WHAT IS BEING ASKED -
Within the data below, copy each line where the string "facade" is found.

INFORMATION SHOWN -
********************
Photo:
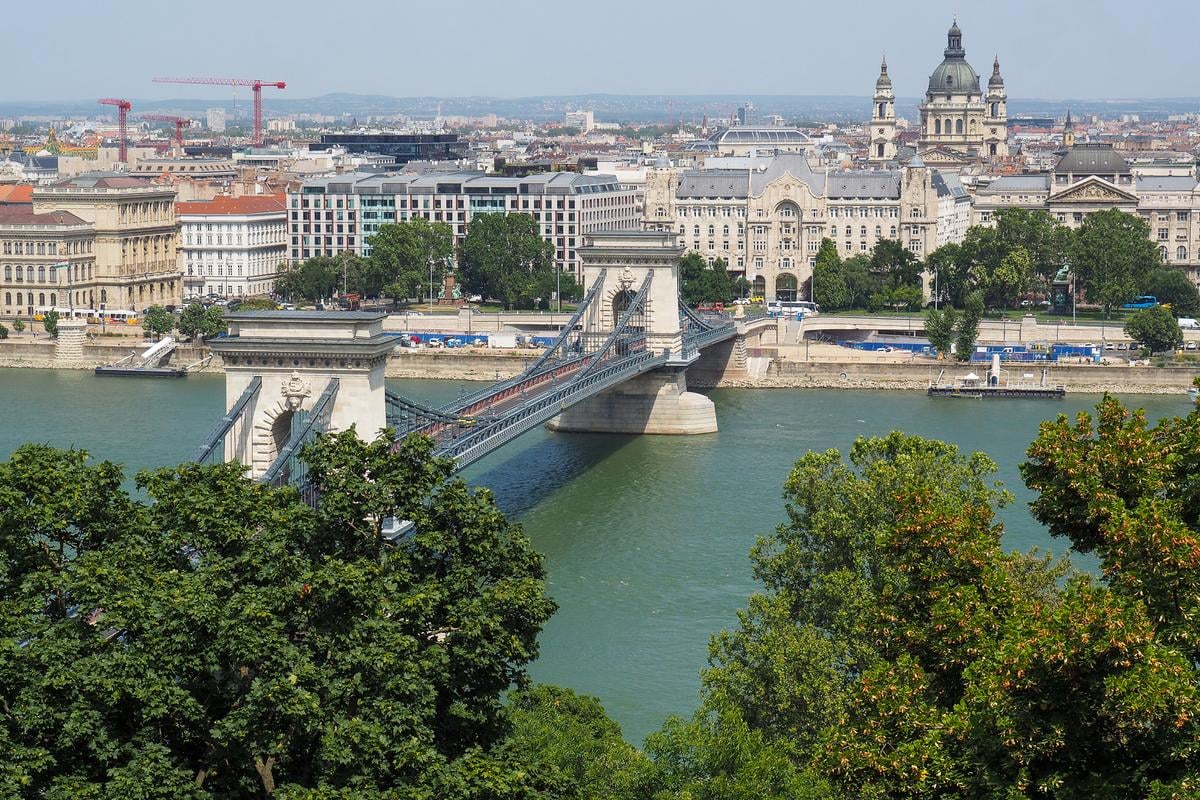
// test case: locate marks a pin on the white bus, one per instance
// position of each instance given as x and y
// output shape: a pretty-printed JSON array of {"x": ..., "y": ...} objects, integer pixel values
[{"x": 789, "y": 307}]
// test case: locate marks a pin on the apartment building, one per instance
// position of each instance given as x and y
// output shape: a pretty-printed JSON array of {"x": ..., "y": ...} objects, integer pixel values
[
  {"x": 1093, "y": 176},
  {"x": 331, "y": 215},
  {"x": 231, "y": 246},
  {"x": 767, "y": 216}
]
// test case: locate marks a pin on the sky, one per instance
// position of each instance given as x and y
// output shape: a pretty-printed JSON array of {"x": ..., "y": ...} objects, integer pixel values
[{"x": 514, "y": 48}]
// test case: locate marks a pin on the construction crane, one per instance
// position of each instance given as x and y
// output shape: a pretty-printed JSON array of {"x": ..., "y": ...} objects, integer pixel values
[
  {"x": 123, "y": 120},
  {"x": 180, "y": 124},
  {"x": 255, "y": 85}
]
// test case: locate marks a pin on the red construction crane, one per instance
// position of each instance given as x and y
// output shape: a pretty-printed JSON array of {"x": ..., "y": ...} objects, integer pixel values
[
  {"x": 256, "y": 86},
  {"x": 123, "y": 119},
  {"x": 180, "y": 124}
]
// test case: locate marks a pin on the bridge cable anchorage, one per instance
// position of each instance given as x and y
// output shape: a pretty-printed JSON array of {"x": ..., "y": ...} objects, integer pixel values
[
  {"x": 636, "y": 306},
  {"x": 287, "y": 468},
  {"x": 408, "y": 416},
  {"x": 209, "y": 446},
  {"x": 562, "y": 347}
]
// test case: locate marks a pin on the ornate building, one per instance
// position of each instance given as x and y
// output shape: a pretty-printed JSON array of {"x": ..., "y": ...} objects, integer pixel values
[
  {"x": 959, "y": 121},
  {"x": 883, "y": 118}
]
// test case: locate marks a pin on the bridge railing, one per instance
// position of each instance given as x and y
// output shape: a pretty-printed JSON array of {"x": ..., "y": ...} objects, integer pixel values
[
  {"x": 213, "y": 447},
  {"x": 473, "y": 446},
  {"x": 288, "y": 468}
]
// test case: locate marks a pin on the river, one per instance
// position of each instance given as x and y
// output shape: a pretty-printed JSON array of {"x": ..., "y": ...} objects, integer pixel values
[{"x": 646, "y": 537}]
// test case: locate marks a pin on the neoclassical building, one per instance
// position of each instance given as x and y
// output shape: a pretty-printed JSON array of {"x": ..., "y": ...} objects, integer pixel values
[
  {"x": 960, "y": 122},
  {"x": 766, "y": 216}
]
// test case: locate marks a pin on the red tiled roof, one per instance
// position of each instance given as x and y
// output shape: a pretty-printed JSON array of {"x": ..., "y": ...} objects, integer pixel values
[
  {"x": 22, "y": 214},
  {"x": 17, "y": 193},
  {"x": 235, "y": 205}
]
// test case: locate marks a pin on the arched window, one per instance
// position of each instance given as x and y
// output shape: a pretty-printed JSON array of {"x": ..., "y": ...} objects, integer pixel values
[{"x": 785, "y": 287}]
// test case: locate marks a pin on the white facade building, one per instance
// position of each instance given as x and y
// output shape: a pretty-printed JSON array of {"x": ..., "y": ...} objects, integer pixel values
[{"x": 232, "y": 247}]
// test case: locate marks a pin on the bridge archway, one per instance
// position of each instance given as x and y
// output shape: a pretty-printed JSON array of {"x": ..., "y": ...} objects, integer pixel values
[{"x": 785, "y": 287}]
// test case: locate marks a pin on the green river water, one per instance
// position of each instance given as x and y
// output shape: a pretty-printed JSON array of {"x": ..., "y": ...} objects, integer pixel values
[{"x": 646, "y": 537}]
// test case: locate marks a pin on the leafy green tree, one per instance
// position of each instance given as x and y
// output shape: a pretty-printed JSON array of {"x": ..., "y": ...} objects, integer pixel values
[
  {"x": 1156, "y": 328},
  {"x": 313, "y": 278},
  {"x": 969, "y": 325},
  {"x": 401, "y": 256},
  {"x": 157, "y": 320},
  {"x": 952, "y": 278},
  {"x": 226, "y": 639},
  {"x": 196, "y": 320},
  {"x": 571, "y": 734},
  {"x": 1011, "y": 277},
  {"x": 701, "y": 282},
  {"x": 503, "y": 254},
  {"x": 895, "y": 264},
  {"x": 829, "y": 286},
  {"x": 1173, "y": 287},
  {"x": 1113, "y": 254},
  {"x": 940, "y": 325},
  {"x": 1043, "y": 238}
]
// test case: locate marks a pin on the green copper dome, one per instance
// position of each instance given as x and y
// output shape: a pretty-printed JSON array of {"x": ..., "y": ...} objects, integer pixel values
[{"x": 954, "y": 74}]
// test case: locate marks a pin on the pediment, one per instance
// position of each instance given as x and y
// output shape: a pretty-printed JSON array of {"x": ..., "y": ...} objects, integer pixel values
[{"x": 1093, "y": 190}]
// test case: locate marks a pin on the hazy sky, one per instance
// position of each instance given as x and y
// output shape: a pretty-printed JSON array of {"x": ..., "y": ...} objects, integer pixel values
[{"x": 1098, "y": 48}]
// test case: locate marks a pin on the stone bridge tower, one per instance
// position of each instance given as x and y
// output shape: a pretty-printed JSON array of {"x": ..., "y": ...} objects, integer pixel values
[
  {"x": 297, "y": 354},
  {"x": 658, "y": 401}
]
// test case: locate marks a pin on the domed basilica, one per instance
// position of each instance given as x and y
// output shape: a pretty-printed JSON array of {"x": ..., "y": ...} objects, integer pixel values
[{"x": 959, "y": 121}]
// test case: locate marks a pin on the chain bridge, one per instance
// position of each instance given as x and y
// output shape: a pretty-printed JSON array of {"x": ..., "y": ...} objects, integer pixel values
[{"x": 618, "y": 366}]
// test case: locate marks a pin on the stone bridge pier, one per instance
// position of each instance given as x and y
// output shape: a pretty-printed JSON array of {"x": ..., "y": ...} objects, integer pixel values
[
  {"x": 297, "y": 354},
  {"x": 658, "y": 401}
]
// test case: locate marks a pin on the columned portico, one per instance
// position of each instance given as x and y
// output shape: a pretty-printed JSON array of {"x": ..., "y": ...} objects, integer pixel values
[
  {"x": 297, "y": 354},
  {"x": 658, "y": 401}
]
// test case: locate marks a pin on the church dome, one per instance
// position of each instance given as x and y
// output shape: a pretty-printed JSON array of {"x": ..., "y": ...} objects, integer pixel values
[{"x": 954, "y": 74}]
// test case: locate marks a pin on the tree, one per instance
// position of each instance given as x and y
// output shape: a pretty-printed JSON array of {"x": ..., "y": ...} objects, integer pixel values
[
  {"x": 1173, "y": 287},
  {"x": 157, "y": 320},
  {"x": 1011, "y": 277},
  {"x": 401, "y": 256},
  {"x": 502, "y": 256},
  {"x": 313, "y": 278},
  {"x": 1039, "y": 235},
  {"x": 196, "y": 320},
  {"x": 701, "y": 282},
  {"x": 940, "y": 326},
  {"x": 969, "y": 325},
  {"x": 51, "y": 322},
  {"x": 1113, "y": 254},
  {"x": 829, "y": 286},
  {"x": 1156, "y": 328},
  {"x": 225, "y": 639}
]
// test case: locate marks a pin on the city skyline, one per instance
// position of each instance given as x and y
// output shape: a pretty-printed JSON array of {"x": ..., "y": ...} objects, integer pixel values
[{"x": 534, "y": 48}]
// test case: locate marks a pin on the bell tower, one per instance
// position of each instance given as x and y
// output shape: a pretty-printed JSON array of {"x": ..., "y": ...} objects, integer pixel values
[{"x": 883, "y": 118}]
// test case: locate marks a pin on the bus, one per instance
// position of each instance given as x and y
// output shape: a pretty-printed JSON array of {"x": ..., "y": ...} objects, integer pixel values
[
  {"x": 790, "y": 307},
  {"x": 64, "y": 313}
]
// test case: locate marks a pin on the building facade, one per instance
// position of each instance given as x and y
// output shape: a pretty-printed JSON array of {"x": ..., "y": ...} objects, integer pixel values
[
  {"x": 46, "y": 259},
  {"x": 767, "y": 218},
  {"x": 959, "y": 121},
  {"x": 135, "y": 262},
  {"x": 1092, "y": 178},
  {"x": 232, "y": 247},
  {"x": 333, "y": 215}
]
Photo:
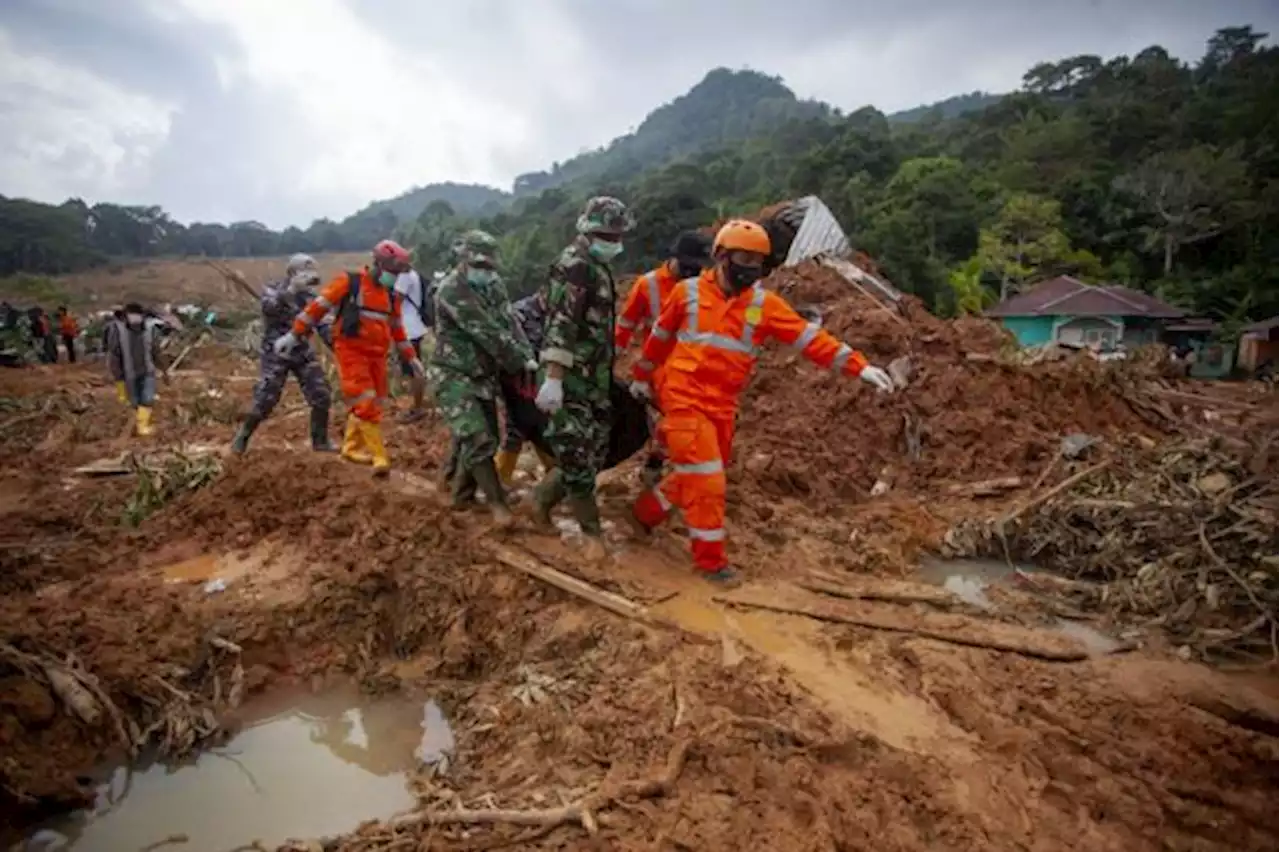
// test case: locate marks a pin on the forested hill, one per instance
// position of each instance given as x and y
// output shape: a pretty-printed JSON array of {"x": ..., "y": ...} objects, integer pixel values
[
  {"x": 725, "y": 108},
  {"x": 1142, "y": 170}
]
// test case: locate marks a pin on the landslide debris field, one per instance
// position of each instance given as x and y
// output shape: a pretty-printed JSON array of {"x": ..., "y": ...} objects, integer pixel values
[{"x": 152, "y": 592}]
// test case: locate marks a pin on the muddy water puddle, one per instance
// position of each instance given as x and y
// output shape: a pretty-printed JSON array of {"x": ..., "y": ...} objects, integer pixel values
[
  {"x": 970, "y": 578},
  {"x": 302, "y": 766}
]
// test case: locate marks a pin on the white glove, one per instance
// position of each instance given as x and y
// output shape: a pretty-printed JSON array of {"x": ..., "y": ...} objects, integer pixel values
********************
FINAL ANSWER -
// test case: locate marks a pin on the white facade building, one per instance
// test case: locate marks a pin on the building facade, one per instance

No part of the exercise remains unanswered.